* **DOCUMENT EXTRACT**:
# # # # # # #
I thought about the sticky jeweled purple of the plum pie I had baked the day before, its tart-sweet nutmegginess and flaky crust. I had stood making pie dough in my 90-degree kitchen, grating frozen butter to mix in with the flour. I relished the melt of the yellow butter, the feel of the words “sweet cream” in my mouth. I used the back of my hand to brush hair off my forehead in a move I’m sure millions of women have done throughout time, leaving that iconic slight trace of flour on my face. I thought of the plum pie cooling on the table, and then cut and tumbled into white porcelain bowls, and its tang next to the smoky smooth of a dark cup of coffee. I thought of how simply thankful I was for this pie, the process of making it, the slow joy of eating it bite by bite.

And at the same time I thought of the laborers who pick the plums, and their babies, and their wages, and their sunburned skins. I thought of floods and droughts, famines, food surpluses left to rot because of that idol-god “the market.” I tried to pray aloud, and I choked on my own words, and I felt the anger of helplessness, an anger I have been feeling a lot recently as I read books recounting histories of injustice and raise my eyes to look at the world around me.

When will we have the beauty without the pain? Especially, when will we have the beauty without someone else’s pain?
# # # # # # #
* **SET PROBLEM A**:
Set down the passage of the plum pie reflection, starting with "And at the same" and going on through "world around me.", word for word.

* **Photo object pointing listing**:
# # # # # # #
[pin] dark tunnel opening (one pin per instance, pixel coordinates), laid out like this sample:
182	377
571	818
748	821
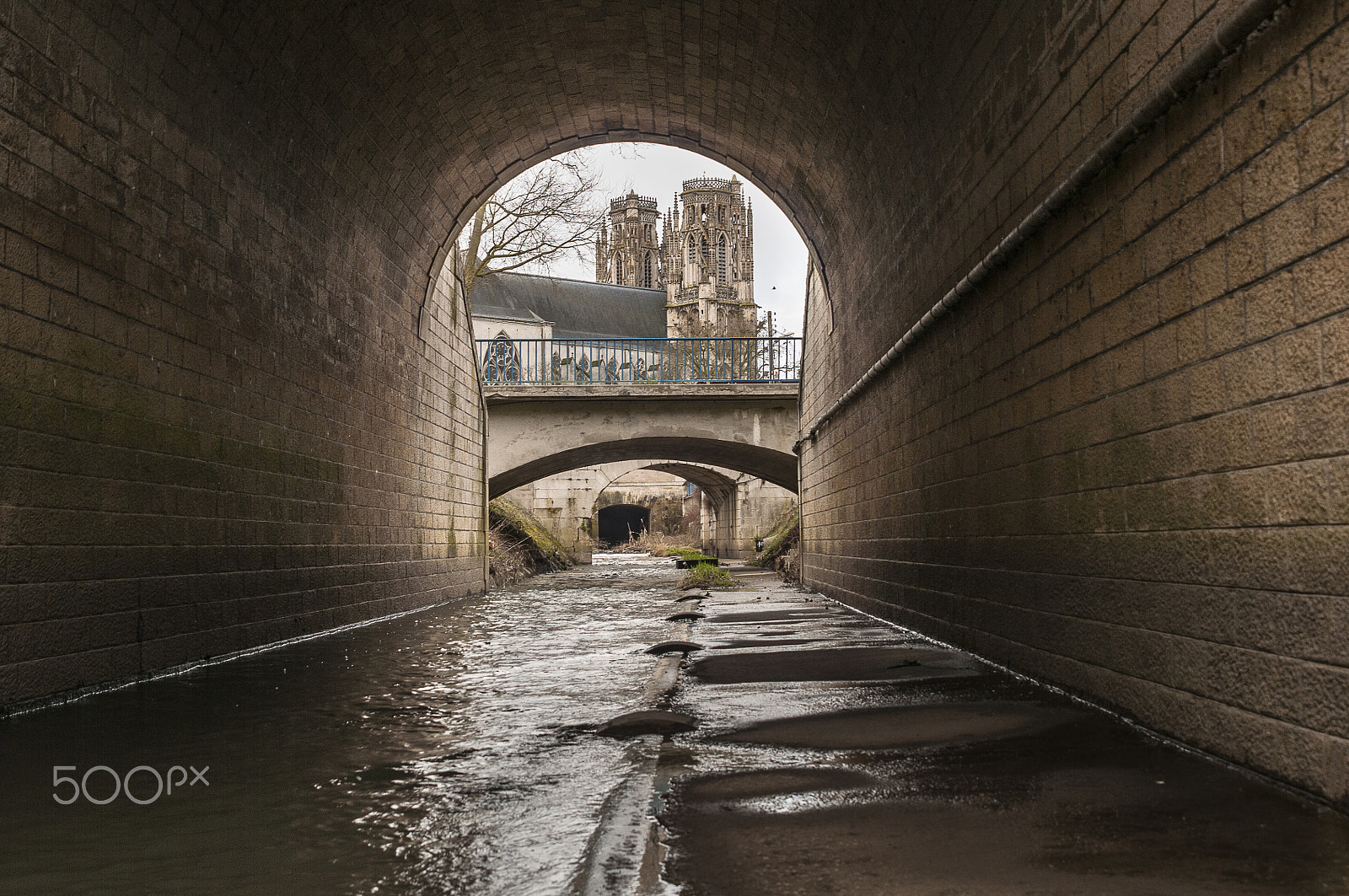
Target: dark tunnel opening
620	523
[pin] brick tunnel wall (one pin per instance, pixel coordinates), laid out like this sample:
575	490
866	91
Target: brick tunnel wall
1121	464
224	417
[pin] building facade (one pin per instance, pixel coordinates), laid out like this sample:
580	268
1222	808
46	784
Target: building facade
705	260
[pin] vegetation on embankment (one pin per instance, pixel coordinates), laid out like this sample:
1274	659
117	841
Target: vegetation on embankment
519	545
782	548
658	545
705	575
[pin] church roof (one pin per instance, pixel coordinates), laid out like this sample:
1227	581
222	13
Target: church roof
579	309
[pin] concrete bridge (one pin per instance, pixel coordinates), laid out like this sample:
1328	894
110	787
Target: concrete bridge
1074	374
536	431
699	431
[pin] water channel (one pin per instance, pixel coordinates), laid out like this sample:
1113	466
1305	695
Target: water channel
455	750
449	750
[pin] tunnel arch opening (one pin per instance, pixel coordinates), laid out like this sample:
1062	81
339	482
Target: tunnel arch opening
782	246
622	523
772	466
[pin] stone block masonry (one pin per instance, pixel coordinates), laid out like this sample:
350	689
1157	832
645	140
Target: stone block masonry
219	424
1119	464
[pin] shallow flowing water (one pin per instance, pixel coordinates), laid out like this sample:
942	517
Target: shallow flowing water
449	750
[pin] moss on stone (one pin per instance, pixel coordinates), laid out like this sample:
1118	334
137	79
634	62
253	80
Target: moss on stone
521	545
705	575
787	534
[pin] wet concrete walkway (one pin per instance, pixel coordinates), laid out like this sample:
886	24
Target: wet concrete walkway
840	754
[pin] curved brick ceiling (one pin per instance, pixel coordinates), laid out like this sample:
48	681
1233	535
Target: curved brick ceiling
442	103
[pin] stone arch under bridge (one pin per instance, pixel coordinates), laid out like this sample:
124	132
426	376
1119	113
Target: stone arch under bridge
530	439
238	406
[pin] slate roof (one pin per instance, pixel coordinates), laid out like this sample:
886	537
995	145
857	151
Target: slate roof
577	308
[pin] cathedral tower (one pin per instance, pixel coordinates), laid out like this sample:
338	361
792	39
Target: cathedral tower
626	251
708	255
# # # # # # #
* **SET PROBLEM B**:
Select each line of the listing that contains the word "masonry" and copy those lines.

* **FULL SOLUTION A**:
And at the same time I thought of the laborers who pick the plums, and their babies, and their wages, and their sunburned skins. I thought of floods and droughts, famines, food surpluses left to rot because of that idol-god “the market.” I tried to pray aloud, and I choked on my own words, and I felt the anger of helplessness, an anger I have been feeling a lot recently as I read books recounting histories of injustice and raise my eyes to look at the world around me.

* **FULL SOLUTION B**:
[pin] stone block masonry (one pin per instance, pixel coordinates), laid out like this sample:
Target: stone block masonry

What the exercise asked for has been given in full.